◆ **ABOUT THIS EXERCISE**: An exact transcription of every entry is required. Images are not part of it.

◆ **DATA TO USE**:
··········

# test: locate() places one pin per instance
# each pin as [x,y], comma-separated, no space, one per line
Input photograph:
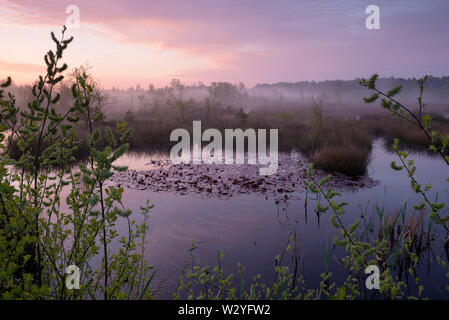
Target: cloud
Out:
[21,67]
[286,39]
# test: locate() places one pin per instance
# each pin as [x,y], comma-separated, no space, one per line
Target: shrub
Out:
[347,159]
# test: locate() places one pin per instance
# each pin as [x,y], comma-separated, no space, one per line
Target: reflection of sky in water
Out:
[252,230]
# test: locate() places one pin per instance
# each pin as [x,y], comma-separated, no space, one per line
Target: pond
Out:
[254,227]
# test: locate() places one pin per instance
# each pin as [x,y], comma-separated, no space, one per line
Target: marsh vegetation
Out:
[62,202]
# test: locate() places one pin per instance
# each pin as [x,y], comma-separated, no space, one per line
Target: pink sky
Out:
[252,41]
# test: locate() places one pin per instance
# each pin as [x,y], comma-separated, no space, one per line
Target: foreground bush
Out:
[45,234]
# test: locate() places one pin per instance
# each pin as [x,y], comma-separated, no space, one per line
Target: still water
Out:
[252,229]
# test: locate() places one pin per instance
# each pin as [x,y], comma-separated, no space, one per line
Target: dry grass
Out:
[347,159]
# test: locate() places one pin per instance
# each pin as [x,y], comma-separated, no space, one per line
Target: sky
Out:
[251,41]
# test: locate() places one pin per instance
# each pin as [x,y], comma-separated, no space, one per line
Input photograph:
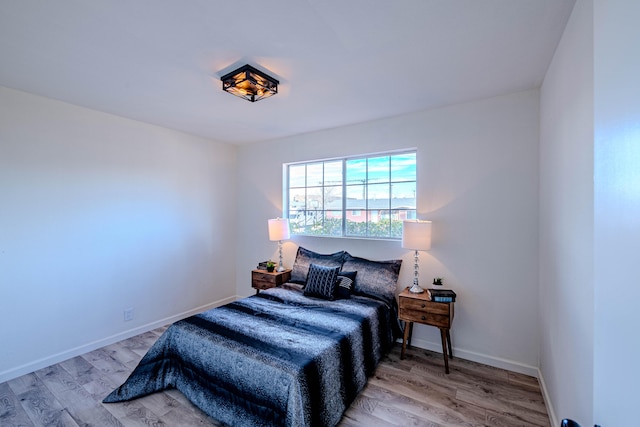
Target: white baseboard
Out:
[85,348]
[486,359]
[547,400]
[496,362]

··········

◆ **WRITTEN SOLUTION**:
# test: locate() places one pin per instance
# each pin as [x,y], comma-separated, no space, one per line
Input photograph:
Target: cloud
Out:
[21,67]
[286,39]
# test: locate() places one pin per instance
# each pin as [x,y], comma-separated, no space, one per line
Target: shrub
Out:
[347,159]
# test: locate() places one pin per instance
# each pin as [x,y], comma-separated, no space, one per line
Target: reflection of sky in water
Out:
[252,230]
# test: locate() places one pin per instance
# each pin as [x,y], comma-separated, no space, one per line
Target: pond
Out:
[254,227]
# test: locate() places one pin per instance
# each pin as [x,y], comma-separated, no space, one per line
Target: marsh vegetation
Out:
[62,202]
# test: locate() places one pin per instance
# each pin as [x,y], comma-separated, no space, one per line
Target: pink sky
Out:
[252,41]
# test: locate() places one pin per instance
# each pin as [x,y], comma-separated, no space, one per line
Target: foreground bush
Out:
[45,234]
# test: locate() places one pin per instance
# each pin as [x,y], comma-separated, no space, one per line
Target: still water
Out:
[252,229]
# test: locate() places one pin per instance
# each pin as [x,y], comma-separated, no space, one per line
Target: dry grass
Out:
[347,159]
# test: locate() places one pin per instance
# each pin as [x,y], comma-separated, no space, one per line
Target: sky
Out:
[251,41]
# test: locate() places one pin per instance
# each pin as [x,y], comma-separated, no space, one per line
Input photograph:
Target: white baseboard
Out:
[85,348]
[486,359]
[547,400]
[496,362]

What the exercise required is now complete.